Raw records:
- - - - -
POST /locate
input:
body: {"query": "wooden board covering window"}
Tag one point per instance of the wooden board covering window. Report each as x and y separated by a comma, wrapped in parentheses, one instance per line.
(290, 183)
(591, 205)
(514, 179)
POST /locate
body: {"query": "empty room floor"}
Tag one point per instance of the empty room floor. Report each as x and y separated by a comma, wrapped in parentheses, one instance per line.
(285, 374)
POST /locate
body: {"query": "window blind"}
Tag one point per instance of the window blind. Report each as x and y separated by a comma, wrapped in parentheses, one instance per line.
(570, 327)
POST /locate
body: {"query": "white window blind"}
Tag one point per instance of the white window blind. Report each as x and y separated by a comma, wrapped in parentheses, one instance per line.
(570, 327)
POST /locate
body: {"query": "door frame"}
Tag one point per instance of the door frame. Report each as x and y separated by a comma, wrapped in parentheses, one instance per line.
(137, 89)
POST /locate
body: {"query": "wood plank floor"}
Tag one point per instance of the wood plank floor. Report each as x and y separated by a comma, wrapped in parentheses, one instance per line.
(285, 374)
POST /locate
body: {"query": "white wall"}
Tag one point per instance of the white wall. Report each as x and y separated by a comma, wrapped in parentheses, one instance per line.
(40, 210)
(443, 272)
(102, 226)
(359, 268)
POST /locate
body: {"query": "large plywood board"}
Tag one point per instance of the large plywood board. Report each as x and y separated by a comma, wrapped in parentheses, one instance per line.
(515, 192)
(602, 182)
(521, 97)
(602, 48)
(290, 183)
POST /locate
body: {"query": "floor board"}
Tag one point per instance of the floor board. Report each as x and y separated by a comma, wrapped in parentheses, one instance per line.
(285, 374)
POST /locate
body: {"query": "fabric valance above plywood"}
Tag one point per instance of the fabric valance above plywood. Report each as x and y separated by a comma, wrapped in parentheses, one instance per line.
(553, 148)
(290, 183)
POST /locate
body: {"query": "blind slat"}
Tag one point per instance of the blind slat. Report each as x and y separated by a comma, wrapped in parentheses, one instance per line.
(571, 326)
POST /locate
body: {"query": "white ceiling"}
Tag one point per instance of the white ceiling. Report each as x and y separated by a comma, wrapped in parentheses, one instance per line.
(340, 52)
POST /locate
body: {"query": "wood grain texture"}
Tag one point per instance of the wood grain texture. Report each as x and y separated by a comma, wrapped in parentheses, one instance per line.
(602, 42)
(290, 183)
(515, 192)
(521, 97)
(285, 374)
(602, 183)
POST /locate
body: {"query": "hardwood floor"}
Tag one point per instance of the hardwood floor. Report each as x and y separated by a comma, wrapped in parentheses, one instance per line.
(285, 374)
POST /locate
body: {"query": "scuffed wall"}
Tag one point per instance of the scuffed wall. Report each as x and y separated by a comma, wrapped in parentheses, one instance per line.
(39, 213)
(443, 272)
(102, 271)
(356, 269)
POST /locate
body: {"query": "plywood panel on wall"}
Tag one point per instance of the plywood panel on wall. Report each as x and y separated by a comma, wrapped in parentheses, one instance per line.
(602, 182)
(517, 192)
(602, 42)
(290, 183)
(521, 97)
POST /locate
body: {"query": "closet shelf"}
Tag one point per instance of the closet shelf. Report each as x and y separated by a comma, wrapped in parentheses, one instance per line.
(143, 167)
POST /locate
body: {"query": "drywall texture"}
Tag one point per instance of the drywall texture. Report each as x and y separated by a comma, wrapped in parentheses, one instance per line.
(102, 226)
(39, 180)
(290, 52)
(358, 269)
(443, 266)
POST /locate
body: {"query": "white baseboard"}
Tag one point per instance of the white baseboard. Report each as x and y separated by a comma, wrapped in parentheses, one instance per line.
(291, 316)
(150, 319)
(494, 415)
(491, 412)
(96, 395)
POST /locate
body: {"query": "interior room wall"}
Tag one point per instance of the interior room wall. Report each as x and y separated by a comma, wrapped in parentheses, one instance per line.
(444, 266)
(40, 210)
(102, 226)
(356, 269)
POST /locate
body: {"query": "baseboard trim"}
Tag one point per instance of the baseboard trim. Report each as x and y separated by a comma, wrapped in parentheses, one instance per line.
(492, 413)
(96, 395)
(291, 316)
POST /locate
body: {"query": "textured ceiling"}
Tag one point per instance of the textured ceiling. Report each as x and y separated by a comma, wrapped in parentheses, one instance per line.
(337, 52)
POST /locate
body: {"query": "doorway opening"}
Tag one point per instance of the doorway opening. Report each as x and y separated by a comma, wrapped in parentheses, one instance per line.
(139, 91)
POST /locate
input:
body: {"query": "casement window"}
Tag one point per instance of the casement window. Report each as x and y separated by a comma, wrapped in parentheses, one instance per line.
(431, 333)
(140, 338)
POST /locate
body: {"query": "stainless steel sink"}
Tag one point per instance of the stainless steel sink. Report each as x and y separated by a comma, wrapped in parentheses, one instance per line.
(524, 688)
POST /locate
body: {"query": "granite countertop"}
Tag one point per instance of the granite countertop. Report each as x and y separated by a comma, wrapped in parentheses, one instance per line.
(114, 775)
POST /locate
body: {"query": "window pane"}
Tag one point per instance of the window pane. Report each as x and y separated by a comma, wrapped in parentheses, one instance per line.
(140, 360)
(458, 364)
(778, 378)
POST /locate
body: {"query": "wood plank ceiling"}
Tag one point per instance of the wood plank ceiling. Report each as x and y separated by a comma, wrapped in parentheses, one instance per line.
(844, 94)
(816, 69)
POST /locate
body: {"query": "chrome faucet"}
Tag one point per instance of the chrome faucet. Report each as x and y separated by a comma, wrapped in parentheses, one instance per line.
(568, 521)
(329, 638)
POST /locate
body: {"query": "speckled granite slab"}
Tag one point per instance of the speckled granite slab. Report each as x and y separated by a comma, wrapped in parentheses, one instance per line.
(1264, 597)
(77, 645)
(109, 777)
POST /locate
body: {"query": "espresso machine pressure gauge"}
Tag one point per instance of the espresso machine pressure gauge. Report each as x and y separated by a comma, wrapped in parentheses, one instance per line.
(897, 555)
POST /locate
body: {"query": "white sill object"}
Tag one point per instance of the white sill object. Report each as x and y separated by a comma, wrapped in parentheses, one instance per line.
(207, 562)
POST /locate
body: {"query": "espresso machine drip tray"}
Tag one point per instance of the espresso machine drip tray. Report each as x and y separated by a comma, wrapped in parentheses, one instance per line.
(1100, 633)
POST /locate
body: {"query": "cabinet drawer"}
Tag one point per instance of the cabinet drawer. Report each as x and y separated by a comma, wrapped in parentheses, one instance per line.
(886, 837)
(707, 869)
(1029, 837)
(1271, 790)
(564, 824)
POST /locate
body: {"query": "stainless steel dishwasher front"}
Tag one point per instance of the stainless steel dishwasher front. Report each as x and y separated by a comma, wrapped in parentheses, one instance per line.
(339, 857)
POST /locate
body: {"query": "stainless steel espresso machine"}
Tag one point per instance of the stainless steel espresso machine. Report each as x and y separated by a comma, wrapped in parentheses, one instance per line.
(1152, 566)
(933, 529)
- - - - -
# Required task:
Quote all the records. Keep every word exact.

# Exercise answer:
POST /locate
input:
body: {"query": "wooden board covering window"}
Tag one point per instance of the wooden board covering window. Report each as x and y separated by a comma, wrapped in parentheses, one instance per line.
(290, 183)
(591, 205)
(514, 179)
POST /locate
body: {"query": "empty room floor"}
Tag one point per instance of the empty room floor. Report each as x and y separated by a comma, wrapped in parentheses, one instance per line.
(285, 374)
POST /locate
body: {"query": "window blind"}
Tag one point per instance of the window blind. Report each as x and y separated by a comma, wrapped in parentheses, one instance per line.
(570, 327)
POST /locate
body: {"query": "white window blind"}
Tag one point per instance of the white window blind. Report each as x and y separated by a comma, wrapped in parentheses, one instance per line.
(570, 327)
POST /locate
body: {"query": "door frame"}
Tag one point per instance of the door frame. Report each as x and y separated by a comma, wrapped in parentheses, one instance per line.
(137, 89)
POST /locate
body: {"query": "wood plank floor"}
Tag one point per instance of the wood plank floor. Report each as x and y separated by a comma, wrapped in parentheses, one instance per line.
(285, 374)
POST /locate
body: {"query": "white wall"}
Tag one point per instance of the white wall. Report each as x and y separated by a comma, wrapped in parentheses, one instance per line.
(40, 210)
(443, 272)
(102, 226)
(359, 268)
POST /locate
body: {"query": "large plywood board"}
Tag one point per instance of the large plywood board. Report each as x and y separated by a comma, wrapped in parentheses, one instance per line.
(515, 192)
(602, 182)
(521, 97)
(602, 48)
(290, 183)
POST /locate
body: {"query": "floor board"}
Tag one point per instance of the floor board. Report each as x and y separated by a comma, wrapped in parentheses, one instance per line.
(285, 374)
POST /locate
body: {"query": "fabric valance above plywood"}
Tag one point per instance of the fabric valance above plywood. Report each as x and y separated by a comma, wrapped in parentheses, one instance per line.
(553, 148)
(290, 183)
POST /locate
body: {"query": "blind slat"}
Tag one point per instance of the blind slat. Report each as x and y separated by a comma, wrapped in parentheses, one instance per line.
(571, 326)
POST /locate
body: {"query": "white ceiling"}
Tag one point per instance of the white ceiling. Report each as x and y separated by a comma, wrapped in parentheses, one instance per line.
(340, 52)
POST /locate
body: {"query": "wood grain texture"}
Tag one point per instance of the wood grain texture. Report each as x and y separated by a comma, wrapped in parentheses, one instance per line.
(602, 42)
(290, 183)
(515, 192)
(521, 97)
(285, 374)
(602, 183)
POST /locate
body: {"query": "hardwood floor"}
Tag one point per instance of the hardwood floor. Report each as x and y separated by a comma, wrapped in parentheses, one instance per line.
(285, 374)
POST /locate
body: {"query": "scuffed wall"}
Tag one point per instance of the scuffed wall. Report each as x and y separated by a comma, wrapped in parentheses, one instance per line.
(39, 213)
(443, 272)
(102, 271)
(356, 269)
POST /locate
body: {"query": "plywood panel on wall"}
Tag one point per instance of the plywood panel on wall. Report each as x and y separated by a comma, wrapped in parentheses, one instance per line.
(602, 182)
(517, 192)
(602, 42)
(290, 183)
(521, 97)
POST /locate
body: {"query": "closet shelf"}
Tag one point per instance of the closet shelf. Report each as x and y separated by a comma, wrapped in parentheses, one instance per line.
(143, 167)
POST /locate
body: {"query": "drywall texture"}
Tag one point per instance of the drywall texture. Report each as x and y separated by a comma, wrapped in parentheses, one instance per line.
(102, 226)
(39, 180)
(290, 52)
(358, 269)
(443, 266)
POST /locate
body: {"query": "white baseboard"}
Tag one point per instance of the white baseboard. Report each as x and y separated by a comma, wrapped in parentheses, one instance per line.
(291, 316)
(150, 319)
(494, 415)
(491, 412)
(96, 395)
POST /locate
body: {"query": "interior room wall"}
Tag one point per instance of the interior room wall. Report each as x and y separated by a comma, wrapped in parentheses, one instance per line.
(444, 266)
(40, 210)
(102, 226)
(356, 269)
POST /locate
body: {"query": "baseboard trim"}
Tag one point per instance of the baseboard trim. Report each as x and y separated by a comma, wrapped in parentheses, one instance per line.
(492, 413)
(96, 395)
(291, 316)
POST /locate
body: {"query": "textured ceiling"}
Tag one point per instance of the textured ceiling. Report each as x and y separated by a comma, wrapped in parentheses, one instance per line.
(337, 52)
POST /locate
body: {"query": "doorway opening"}
Tag one point per instance of the doorway opening. Report each as x and y separated by a comma, wrapped in parentheses, one instance per line.
(139, 91)
POST /locate
input:
body: {"query": "casement window"}
Tag one point per instance of the casement window. Report each as x and y separated by a comma, wrapped in parentheses, one instance per line.
(431, 333)
(140, 338)
POST /locate
body: {"query": "stainless steel sink"}
Tag one point per instance of the stainless steel sink. Report each as x and y separated by a comma, wrapped in parentheses, one instance per line.
(524, 688)
POST /locate
body: {"query": "granite countertop"}
Tag one point per instance of the granite countertop. Report each as x and y separated by a comma, wrapped in parentheses, one instance per line.
(114, 775)
POST /locate
body: {"query": "window pane"}
Tag one point per instance of the window pane. Report each as x and y separated by a comma, wrapped in parentheses, one instance per line.
(140, 360)
(458, 364)
(778, 378)
POST /locate
body: {"query": "wood plank ceiling"}
Tag one point per instance of the wood plank ceiling. Report each as x and y separated by a comma, wrapped in parentheses, one instance per line.
(844, 94)
(816, 69)
POST /locate
body: {"query": "chrome faucet"}
Tag one point per instance of the chrome faucet. Report each as x and y separated by a comma, wrapped in parentheses, one instance per line.
(568, 521)
(329, 638)
POST /locate
body: {"query": "speckled granite slab"}
Tag one point per instance of the speckled granite slab. Report each as x and y separated by a comma, wrapped in parentheses, one instance per line.
(1264, 597)
(77, 645)
(109, 777)
POST /locate
body: {"query": "espresso machine pressure gauge"}
Tag one point per instance of the espresso machine pressure gauge. Report each as x and y separated by a comma, wrapped in parentheses, one instance per line.
(897, 555)
POST /locate
body: {"query": "white sill object"}
Tag one point per instance of the white sill object. Report each as x and y separated by a comma, wrapped in parentheses, one instance per line.
(207, 562)
POST /locate
body: {"query": "espresso machine drip tray"}
Tag one point per instance of the espresso machine drip tray. Report each as x and y separated by a comma, wrapped in parentheses, one instance per line.
(1100, 633)
POST /locate
body: {"query": "cabinet drawer"}
Tag one point per instance of the cabinet drawer. Report each as x and y separated by a comma, wrapped in parentheses, one instance per line.
(886, 837)
(707, 869)
(1029, 837)
(1271, 790)
(564, 824)
POST /locate
body: {"query": "stainless steel dishwasher front"}
Tag one point per instance of the stainless steel dishwasher front. Report each as x and y separated by a comma, wrapped in parentheses, one instance per line.
(339, 857)
POST /locate
body: {"query": "stainless steel espresso machine"}
Tag one point per instance of the stainless steel espresso machine. Report each as x and y separated by a comma, wrapped in parentheses, one instance per line.
(1152, 566)
(933, 529)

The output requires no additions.